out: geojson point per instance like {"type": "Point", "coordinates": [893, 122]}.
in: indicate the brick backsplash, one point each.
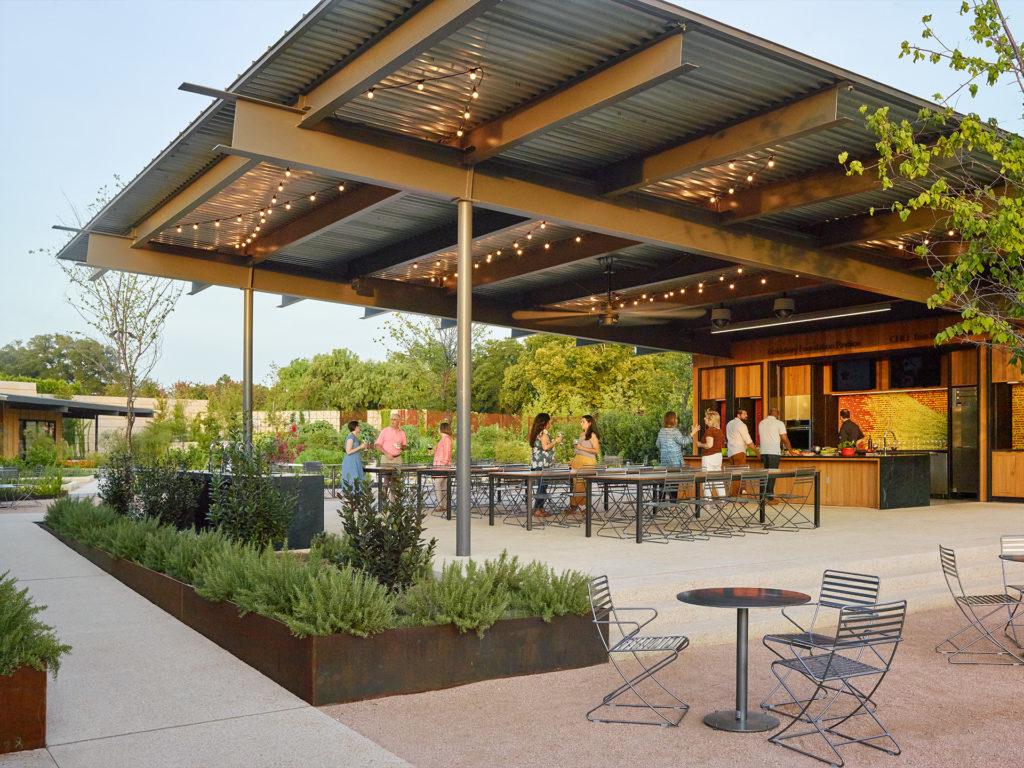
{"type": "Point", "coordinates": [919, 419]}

--

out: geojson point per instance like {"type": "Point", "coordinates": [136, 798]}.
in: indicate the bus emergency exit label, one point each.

---

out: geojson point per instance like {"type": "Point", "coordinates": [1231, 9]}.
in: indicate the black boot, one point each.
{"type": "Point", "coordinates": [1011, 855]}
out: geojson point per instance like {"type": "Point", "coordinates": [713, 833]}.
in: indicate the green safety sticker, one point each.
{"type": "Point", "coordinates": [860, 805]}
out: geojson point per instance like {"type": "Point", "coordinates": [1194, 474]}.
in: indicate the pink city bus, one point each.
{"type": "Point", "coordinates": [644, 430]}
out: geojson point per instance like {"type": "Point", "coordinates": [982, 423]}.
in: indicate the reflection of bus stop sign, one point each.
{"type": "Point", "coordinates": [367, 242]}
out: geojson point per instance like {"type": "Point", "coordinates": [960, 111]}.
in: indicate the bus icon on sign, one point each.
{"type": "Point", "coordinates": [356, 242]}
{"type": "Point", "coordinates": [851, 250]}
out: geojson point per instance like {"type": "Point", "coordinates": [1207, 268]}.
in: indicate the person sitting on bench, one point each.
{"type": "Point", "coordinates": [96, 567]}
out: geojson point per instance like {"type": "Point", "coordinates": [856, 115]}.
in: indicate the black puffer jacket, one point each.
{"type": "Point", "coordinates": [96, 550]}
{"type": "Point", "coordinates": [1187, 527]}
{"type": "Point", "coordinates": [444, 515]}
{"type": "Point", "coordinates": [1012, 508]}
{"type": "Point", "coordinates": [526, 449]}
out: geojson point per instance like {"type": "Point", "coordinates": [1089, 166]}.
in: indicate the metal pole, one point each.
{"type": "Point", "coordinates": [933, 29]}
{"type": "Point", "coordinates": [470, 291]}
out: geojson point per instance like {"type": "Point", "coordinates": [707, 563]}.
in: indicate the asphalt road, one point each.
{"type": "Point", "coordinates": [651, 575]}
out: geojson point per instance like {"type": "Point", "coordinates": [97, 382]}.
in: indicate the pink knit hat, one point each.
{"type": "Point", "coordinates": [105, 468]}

## ABOUT THIS TASK
Copy each line containing the word "geojson" from the data.

## COMPLETED EXERCISE
out: geojson point per instance like {"type": "Point", "coordinates": [893, 122]}.
out: geojson point per instance like {"type": "Point", "coordinates": [136, 798]}.
out: geojson point per instance like {"type": "Point", "coordinates": [1231, 9]}.
out: geojson point per instance like {"type": "Point", "coordinates": [713, 833]}.
out: geojson point per instance like {"type": "Point", "coordinates": [1194, 474]}.
out: geojson point per instance like {"type": "Point", "coordinates": [982, 423]}.
out: geojson point per instance like {"type": "Point", "coordinates": [960, 111]}.
out: geojson point per instance like {"type": "Point", "coordinates": [1207, 268]}.
out: geojson point per instance like {"type": "Point", "coordinates": [856, 115]}.
out: geojson point per instance like {"type": "Point", "coordinates": [1089, 166]}.
out: geojson point per instance like {"type": "Point", "coordinates": [707, 563]}.
out: geojson point per instance like {"type": "Point", "coordinates": [97, 382]}.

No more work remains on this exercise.